**OMSCHRIJVING OPDRACHT**. Geef alle regels hieronder alsjeblieft woord voor woord opnieuw weer, in dezelfde volgorde.

─── GETOONDE GEGEVENS ───

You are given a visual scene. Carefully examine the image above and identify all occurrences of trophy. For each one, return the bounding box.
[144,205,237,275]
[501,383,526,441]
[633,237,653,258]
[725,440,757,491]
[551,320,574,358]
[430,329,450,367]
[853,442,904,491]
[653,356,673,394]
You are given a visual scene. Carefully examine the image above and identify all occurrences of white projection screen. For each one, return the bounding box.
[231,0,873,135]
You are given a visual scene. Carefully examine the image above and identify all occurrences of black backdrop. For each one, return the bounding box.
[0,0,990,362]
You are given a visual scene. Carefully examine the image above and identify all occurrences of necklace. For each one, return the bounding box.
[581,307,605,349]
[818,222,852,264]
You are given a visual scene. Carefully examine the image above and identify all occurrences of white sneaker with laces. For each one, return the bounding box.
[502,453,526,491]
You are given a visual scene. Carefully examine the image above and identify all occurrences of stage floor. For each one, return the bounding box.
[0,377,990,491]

───

**DE UITVOER**.
You are given a visual scene. Carefully examine the image above and identify all occurrences of trophy. For each one, return the bounding box.
[144,205,237,275]
[501,383,526,441]
[633,237,653,258]
[725,440,757,491]
[551,320,574,358]
[430,329,450,367]
[853,442,904,491]
[653,356,673,394]
You are given a visual scene. Carefully examine the image above and identify all occurrences of white projection screen. For each one, return the bounding box.
[231,0,873,135]
You are given a visual scene. Carefully examine the image above and identify all occurrences of black backdrop. For each one, return the bounding box.
[0,0,990,362]
You are given a visual scene. Carefully examine the image above and identify all occurrences of necklace. For each one, return the bounding box.
[581,307,605,349]
[818,222,852,264]
You are given a visual scene. Carefully examine the image above and identify all occurrences of white sneaker with laces. For each one, return the bounding box.
[502,453,526,491]
You are given a visual scene. Carefully examine the image above and identify all occurrences of stage floor. For each one, return the bounding box.
[0,377,990,491]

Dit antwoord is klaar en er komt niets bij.